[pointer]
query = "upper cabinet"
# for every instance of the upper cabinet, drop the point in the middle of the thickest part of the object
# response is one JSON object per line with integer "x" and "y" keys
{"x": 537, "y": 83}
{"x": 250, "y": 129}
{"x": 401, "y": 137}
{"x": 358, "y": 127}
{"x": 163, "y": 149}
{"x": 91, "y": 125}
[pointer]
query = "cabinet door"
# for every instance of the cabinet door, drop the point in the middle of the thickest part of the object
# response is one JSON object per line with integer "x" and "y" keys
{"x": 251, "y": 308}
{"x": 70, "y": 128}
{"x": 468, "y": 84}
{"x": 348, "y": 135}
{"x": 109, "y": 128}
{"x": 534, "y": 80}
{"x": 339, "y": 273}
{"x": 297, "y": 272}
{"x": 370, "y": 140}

## [Problem details]
Transcribe every entry exactly, omitting nothing.

## [Response area]
[pointer]
query = "upper cabinet"
# for every instance of the upper cabinet, drop the point in the middle of the thickest part of the object
# response is one JSON object per line with integer "x" and "y" keys
{"x": 537, "y": 83}
{"x": 250, "y": 129}
{"x": 401, "y": 137}
{"x": 358, "y": 127}
{"x": 163, "y": 149}
{"x": 91, "y": 125}
[pointer]
query = "cabinet door"
# for every instance of the cabinet door, drop the point in the middle of the thickest part of the object
# response is one JSON object per line with integer "x" and "y" keys
{"x": 251, "y": 308}
{"x": 70, "y": 128}
{"x": 468, "y": 84}
{"x": 348, "y": 135}
{"x": 109, "y": 128}
{"x": 534, "y": 80}
{"x": 339, "y": 273}
{"x": 297, "y": 272}
{"x": 370, "y": 140}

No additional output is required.